_TEXT EXCERPT_:
******************************
What's included in this change:

fix for incorrect scores in case of multiple nodes

Case of multiple nodes has problem of serialization/deserialization of the custom class when data nodes are sending their results to coordinator. With current implementation of serialization and deserialization in core OpenSearch only single array of ScoreDocs will be transferred between nodes.

Change the approach of storing results, now we use existing TopDocs class. Scores will be stored in a single list and each sub-query results will end with a special delimiter score object (see below for exact format). CompoundTopDocs used as DTO only to keep results of multiple sub-queries between normalization processor steps.

fix for runtime errors in case of a single shard

Fixing side-effect of approach with a single list and delimiters. Due to implementation of optimization logic in core in such case processors will be called after the actual Fetch phase. For us that means we need to update results of fetch phase, not only query results.

change default value for min score from 0.001 to 0.0. This is after consulting with science team, same approach has been used in their experiments.

Example of format used for score list with delimiters:

     *  doc_id | magic_number_1    //start/stop
     *  doc_id | magic_number_2   //delimiter for sub-query 1
     *  ...
     *  doc_id | magic_number_2   //delimiter for sub-query 2
     *  ...
     *  doc_id | magic_number_2   //delimiter for sub-query 3
     *  ...
     *  doc_id | magic_number_1  //start/stop

Issues Resolved

#194

Check List

New functionality includes testing.
All tests pass
New functionality has been documented.
Commits are signed as per the DCO using --signoff

By submitting this pull request, I confirm that my contribution is made under the terms of the Apache 2.0 license.
For more information on following Developer Certificate of Origin and signing off your commits, please check here.

codecov · 2023-08-22T16:29:04Z

Codecov Report

Merging #259 (a593a7a) into main (d12f480) will decrease coverage by 0.85%.
The diff coverage is 76.55%.

@@             Coverage Diff              @@
##               main     #259      +/-   ##
============================================
- Coverage     86.29%   85.44%   -0.85%     
- Complexity      340      370      +30     
============================================
  Files            29       30       +1     
  Lines           992     1079      +87     
  Branches        153      165      +12     
============================================
+ Hits            856      922      +66     
- Misses           70       83      +13     
- Partials         66       74       +8

Files Changed	Coverage Δ
...neuralsearch/processor/NormalizationProcessor.java	`80.00% <60.00%> (-3.88%)`	⬇️
...lsearch/search/query/HybridQueryPhaseSearcher.java	`71.42% <62.85%> (-2.16%)`	⬇️
...arch/processor/NormalizationProcessorWorkflow.java	`81.13% <72.97%> (-6.87%)`	⬇️
...r/normalization/L2ScoreNormalizationTechnique.java	`83.33% <75.00%> (ø)`
...rmalization/MinMaxScoreNormalizationTechnique.java	`84.61% <80.00%> (ø)`
...ralsearch/processor/combination/ScoreCombiner.java	`91.83% <85.71%> (ø)`
...arch/search/util/HybridSearchResultFormatUtil.java	`85.71% <85.71%> (ø)`
...search/neuralsearch/processor/CompoundTopDocs.java	`92.30% <92.30%> (ø)`
...earch/processor/normalization/ScoreNormalizer.java	`100.00% <100.00%> (+20.00%)`	⬆️

navneet1v · 2023-08-25T21:00:39Z

@martin-gaievski can you run the spotlessApply as the build is failing.
******************************
_PROVIDED MATERIAL_:
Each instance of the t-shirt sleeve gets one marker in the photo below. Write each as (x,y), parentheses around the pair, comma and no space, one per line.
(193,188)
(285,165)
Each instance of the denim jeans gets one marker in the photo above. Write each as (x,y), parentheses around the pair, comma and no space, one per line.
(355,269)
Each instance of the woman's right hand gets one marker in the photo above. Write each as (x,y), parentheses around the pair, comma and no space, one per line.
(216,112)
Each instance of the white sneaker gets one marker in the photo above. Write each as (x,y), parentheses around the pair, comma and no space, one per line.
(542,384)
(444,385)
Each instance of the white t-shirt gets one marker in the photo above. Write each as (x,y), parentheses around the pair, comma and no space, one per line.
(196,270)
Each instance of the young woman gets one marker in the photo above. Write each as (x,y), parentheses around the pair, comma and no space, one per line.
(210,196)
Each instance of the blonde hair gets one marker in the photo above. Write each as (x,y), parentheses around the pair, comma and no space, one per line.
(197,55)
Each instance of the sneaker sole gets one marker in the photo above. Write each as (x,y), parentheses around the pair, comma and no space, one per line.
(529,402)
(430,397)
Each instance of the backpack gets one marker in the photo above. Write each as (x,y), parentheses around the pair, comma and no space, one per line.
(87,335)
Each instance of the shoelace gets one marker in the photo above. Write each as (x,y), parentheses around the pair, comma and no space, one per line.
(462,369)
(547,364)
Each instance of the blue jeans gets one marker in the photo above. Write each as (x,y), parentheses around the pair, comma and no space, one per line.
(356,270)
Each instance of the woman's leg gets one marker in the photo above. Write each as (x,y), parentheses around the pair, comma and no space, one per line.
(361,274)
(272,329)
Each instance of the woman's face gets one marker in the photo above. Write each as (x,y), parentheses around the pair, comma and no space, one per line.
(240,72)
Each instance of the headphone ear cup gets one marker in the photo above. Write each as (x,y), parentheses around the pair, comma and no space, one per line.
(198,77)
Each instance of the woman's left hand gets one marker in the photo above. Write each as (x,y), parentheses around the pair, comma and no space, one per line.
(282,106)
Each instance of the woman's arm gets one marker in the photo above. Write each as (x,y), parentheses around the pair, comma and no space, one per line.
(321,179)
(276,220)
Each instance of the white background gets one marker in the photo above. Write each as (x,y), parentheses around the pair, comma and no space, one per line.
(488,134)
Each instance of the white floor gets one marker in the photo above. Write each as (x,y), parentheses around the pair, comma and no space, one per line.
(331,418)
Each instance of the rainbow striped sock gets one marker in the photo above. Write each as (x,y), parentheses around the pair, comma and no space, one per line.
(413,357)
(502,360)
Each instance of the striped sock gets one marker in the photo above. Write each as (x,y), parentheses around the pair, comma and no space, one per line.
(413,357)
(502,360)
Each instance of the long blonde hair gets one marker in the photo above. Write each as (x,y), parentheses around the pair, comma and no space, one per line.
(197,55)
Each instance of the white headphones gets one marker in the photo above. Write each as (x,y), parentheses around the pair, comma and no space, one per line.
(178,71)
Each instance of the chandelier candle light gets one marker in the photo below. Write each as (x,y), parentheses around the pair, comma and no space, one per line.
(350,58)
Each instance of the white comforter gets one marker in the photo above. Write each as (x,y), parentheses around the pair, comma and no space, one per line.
******************************
_INSTRUCTION 1_:
Say whether each statement below agrees with the pull request text. Answer yes or no for each, and quote the words of the pull request text that decide it.
(a) The default value for min score changes from 0.001 to 0.0.
(b) CompoundTopDocs is used to send results from data nodes to the coordinator.
(c) Merging #259 will increase coverage.
_INSTRUCTION 2_:
Show every line of the listing that contains the word "right". Case counts.

_EXERCISE ANSWER 1_:
(a) Yes: "change default value for min score from 0.001 to 0.0"
(b) No: "CompoundTopDocs used as DTO only to keep results of multiple sub-queries between normalization processor steps"
(c) No: "will decrease coverage by 0.85%"

_EXERCISE ANSWER 2_:
Each instance of the woman's right hand gets one marker in the photo above. Write each as (x,y), parentheses around the pair, comma and no space, one per line.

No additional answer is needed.